- [Records provided]:
# # # # #

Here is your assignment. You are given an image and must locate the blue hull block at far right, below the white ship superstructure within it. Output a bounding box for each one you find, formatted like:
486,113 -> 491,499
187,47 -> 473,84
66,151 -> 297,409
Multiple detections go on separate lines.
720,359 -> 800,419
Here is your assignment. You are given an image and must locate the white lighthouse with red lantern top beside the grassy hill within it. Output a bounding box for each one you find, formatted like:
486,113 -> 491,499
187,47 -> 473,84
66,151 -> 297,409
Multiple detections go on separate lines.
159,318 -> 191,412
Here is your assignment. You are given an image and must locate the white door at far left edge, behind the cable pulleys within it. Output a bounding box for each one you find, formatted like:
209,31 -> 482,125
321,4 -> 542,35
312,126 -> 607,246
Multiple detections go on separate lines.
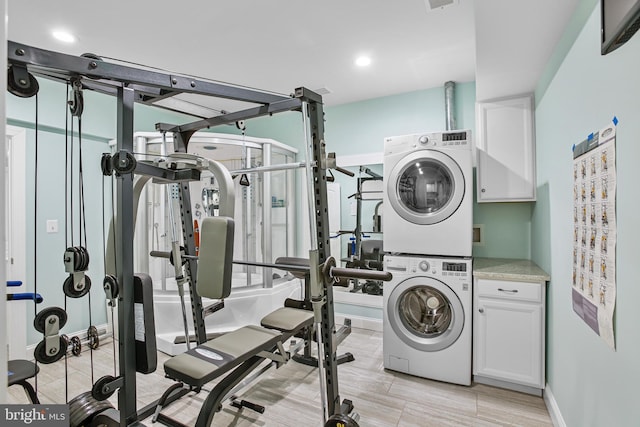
5,126 -> 27,359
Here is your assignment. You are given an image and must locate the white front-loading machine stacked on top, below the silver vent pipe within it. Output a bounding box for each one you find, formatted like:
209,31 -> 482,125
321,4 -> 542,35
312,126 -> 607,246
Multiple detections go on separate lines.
382,130 -> 473,256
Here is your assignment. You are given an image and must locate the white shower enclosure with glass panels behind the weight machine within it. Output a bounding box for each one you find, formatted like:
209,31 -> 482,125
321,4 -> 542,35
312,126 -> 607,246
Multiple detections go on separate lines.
134,132 -> 301,354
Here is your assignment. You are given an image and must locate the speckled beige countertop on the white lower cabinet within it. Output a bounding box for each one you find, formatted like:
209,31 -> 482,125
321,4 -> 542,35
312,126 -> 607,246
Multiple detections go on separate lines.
473,258 -> 550,282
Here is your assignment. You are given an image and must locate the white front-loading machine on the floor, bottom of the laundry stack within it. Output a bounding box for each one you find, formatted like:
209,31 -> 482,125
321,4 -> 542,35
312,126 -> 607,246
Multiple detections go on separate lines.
382,255 -> 472,385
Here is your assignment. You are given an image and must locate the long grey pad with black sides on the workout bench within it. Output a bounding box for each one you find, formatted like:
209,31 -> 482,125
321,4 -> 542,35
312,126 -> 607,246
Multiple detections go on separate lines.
164,325 -> 282,387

# # # # #

- [Work task]:
Once you reach the line containing "the white lighthouse", include it and stop; until then, reproduce each line of the listing from its start exactly.

- [Answer for the task]:
Here is your assignment. You are given an image and must locate the blue hull block at far right, below the white ship superstructure within it. Output a bounding box for each one you find, formatted like:
486,113 -> 491,499
187,47 -> 473,84
66,151 -> 297,409
Multiple detections go on separate lines.
720,359 -> 800,419
Here is your assignment. You are given an image and must locate the white lighthouse with red lantern top beside the grassy hill within it. Output a bounding box for each one you find, formatted like:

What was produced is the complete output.